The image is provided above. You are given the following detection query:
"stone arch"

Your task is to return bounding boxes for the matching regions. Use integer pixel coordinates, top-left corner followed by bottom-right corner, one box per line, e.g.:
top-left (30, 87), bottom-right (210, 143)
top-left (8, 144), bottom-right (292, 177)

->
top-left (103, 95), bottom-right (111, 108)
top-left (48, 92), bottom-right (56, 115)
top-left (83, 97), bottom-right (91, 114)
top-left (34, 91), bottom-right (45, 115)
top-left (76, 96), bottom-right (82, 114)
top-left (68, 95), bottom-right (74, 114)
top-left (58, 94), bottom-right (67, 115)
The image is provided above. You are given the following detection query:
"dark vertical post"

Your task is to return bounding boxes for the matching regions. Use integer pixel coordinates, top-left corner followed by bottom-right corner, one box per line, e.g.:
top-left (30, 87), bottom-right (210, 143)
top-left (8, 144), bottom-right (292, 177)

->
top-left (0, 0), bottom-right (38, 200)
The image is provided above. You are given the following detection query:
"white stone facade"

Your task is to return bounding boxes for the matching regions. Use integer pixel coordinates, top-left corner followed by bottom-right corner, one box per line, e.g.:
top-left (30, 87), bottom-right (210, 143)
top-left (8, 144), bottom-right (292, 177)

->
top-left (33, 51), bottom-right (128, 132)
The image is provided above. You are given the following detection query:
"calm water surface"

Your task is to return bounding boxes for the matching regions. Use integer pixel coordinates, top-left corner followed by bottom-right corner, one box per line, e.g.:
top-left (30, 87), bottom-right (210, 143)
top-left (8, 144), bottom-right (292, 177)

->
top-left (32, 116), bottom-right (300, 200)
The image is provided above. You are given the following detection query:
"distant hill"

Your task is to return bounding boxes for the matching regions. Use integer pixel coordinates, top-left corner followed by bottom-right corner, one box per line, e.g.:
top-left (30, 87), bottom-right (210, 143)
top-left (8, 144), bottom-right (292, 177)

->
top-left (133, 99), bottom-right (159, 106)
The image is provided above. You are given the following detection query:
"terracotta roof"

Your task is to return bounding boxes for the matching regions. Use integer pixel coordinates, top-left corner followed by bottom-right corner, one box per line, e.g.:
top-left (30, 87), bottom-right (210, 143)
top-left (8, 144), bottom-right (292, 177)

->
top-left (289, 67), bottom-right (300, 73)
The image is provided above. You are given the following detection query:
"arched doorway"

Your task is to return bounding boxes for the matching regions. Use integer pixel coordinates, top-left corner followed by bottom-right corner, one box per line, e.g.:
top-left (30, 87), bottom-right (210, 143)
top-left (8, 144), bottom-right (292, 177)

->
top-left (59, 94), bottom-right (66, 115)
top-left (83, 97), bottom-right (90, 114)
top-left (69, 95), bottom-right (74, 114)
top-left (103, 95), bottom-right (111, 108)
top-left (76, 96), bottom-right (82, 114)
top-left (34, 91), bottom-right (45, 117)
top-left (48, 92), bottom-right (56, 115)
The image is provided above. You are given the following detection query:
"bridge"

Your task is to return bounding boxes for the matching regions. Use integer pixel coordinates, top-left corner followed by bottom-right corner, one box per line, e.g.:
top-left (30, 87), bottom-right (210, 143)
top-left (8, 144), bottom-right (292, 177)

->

********

◆ **What is expected**
Please copy out the items from the start through the line containing "top-left (32, 116), bottom-right (300, 200)", requests included, shifting every coordinate in the answers by adding 33 and leaving the requests and their sample coordinates unchanged.

◆ **Response below**
The image is provided above. You are given the following detection query:
"stone arch"

Your task is to return bounding boxes for the matching regions. Use integer pixel coordinates, top-left corner followed by bottom-right corner, one box per line, e.g.:
top-left (30, 87), bottom-right (210, 143)
top-left (8, 144), bottom-right (292, 177)

->
top-left (136, 128), bottom-right (144, 141)
top-left (81, 125), bottom-right (89, 148)
top-left (116, 130), bottom-right (124, 147)
top-left (67, 124), bottom-right (78, 148)
top-left (109, 129), bottom-right (115, 147)
top-left (101, 128), bottom-right (107, 147)
top-left (91, 127), bottom-right (100, 148)
The image is provided above. You are given the following detection query:
"dark vertical post"

Your task is to return bounding boxes for the matching regions. Use integer pixel coordinates, top-left corner followed by bottom-right corner, one box per line, e.g.:
top-left (30, 87), bottom-right (210, 143)
top-left (8, 144), bottom-right (292, 177)

->
top-left (33, 33), bottom-right (71, 233)
The image is provided above. You are given the following detection query:
"white stone facade"

Your task is to return bounding boxes for the matching regions. Use integer pixel coordinates, top-left corner followed by bottom-right corner, one box per line, e.g.:
top-left (30, 87), bottom-right (210, 143)
top-left (8, 144), bottom-right (292, 177)

->
top-left (66, 84), bottom-right (161, 165)
The image is provided above. You are given the following detection query:
"calm water surface"

Your task is to return bounding boxes for the matching regions. Use integer pixel coordinates, top-left corner followed by bottom-right corner, one box per line, e.g.:
top-left (30, 87), bottom-right (210, 143)
top-left (8, 144), bottom-right (292, 177)

->
top-left (65, 149), bottom-right (333, 233)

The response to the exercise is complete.